What you will do: The listing, minus its pictures, is to be given again exactly.

Study material:
BEGIN
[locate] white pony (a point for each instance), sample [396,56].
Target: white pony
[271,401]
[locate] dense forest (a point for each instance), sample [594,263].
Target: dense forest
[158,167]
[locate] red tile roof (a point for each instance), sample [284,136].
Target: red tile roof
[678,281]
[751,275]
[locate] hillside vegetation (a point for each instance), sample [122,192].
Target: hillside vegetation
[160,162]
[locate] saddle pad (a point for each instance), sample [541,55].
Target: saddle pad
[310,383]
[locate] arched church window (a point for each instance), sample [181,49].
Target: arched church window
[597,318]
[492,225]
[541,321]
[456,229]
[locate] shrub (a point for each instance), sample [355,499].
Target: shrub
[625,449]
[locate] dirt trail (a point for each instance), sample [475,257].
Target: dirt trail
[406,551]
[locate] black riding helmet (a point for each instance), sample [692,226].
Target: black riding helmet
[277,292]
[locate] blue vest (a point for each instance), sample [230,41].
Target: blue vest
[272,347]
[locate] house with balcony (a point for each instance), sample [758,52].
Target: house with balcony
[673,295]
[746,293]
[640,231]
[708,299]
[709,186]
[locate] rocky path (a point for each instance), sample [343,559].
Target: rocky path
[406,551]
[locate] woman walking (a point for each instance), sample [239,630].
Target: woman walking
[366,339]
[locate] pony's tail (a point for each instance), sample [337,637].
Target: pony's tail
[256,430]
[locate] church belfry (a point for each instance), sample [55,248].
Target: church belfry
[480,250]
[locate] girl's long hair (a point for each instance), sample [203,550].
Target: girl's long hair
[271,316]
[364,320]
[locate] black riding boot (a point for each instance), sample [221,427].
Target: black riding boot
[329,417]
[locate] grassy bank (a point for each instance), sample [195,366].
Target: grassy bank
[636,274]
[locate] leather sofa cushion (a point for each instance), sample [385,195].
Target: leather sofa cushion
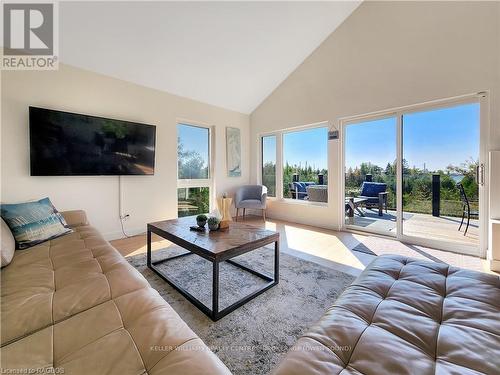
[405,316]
END
Result for this exercise:
[locate] white pony (a point for each instance), sample [396,56].
Target: white pony
[271,401]
[locate] dense forest (a point for each instance), sample [594,263].
Target: dense forest
[158,167]
[locate] red tile roof (a point for each instance), sample [284,136].
Target: red tile roof
[678,281]
[751,275]
[locate] hillside vegetation (a point for each instance), sample [122,192].
Target: hillside vegetation
[160,162]
[locate] saddle pad (a point for each instance), sample [541,55].
Target: saddle pad
[310,383]
[locate] arched church window (a point for each instance), sample [181,49].
Target: arched church window
[597,318]
[492,225]
[541,321]
[456,229]
[locate] shrub (a point for each instance), sample [355,499].
Target: shrub
[625,449]
[locate] dirt trail (a point for each instance), sample [475,257].
Target: dirt trail
[406,551]
[locate] black riding helmet (a point for each instance), sample [692,226].
Target: black riding helmet
[277,292]
[locate] blue vest (a point for each instance), sample [230,41].
Target: blue vest
[272,347]
[locate] house with balcony (a point for each instance), sample [758,52].
Target: house with balcony
[673,295]
[746,293]
[640,231]
[708,299]
[709,186]
[locate] rocky path (a point for each instance), sample [343,559].
Target: rocky path
[406,551]
[locate] woman walking (a point for each instance), sample [239,630].
Target: woman walking
[366,339]
[locate] pony's tail (a point for each instance), sample [337,637].
Target: pony's tail
[256,430]
[locate] church belfry (a point for each instance), sample [55,248].
Target: church belfry
[480,250]
[locate] girl's long hair (a point for each instance), sample [203,550].
Target: girl's long hair
[271,316]
[364,320]
[locate] black riding boot (a point for each instance), sample [221,427].
Target: black riding boot
[329,417]
[locate] grassy bank (a point for each instance), sample [195,366].
Target: grassy bank
[636,274]
[locate] leather sofa cushion (a point for each instance), sample [385,195].
Target: leather sofa cushion
[405,316]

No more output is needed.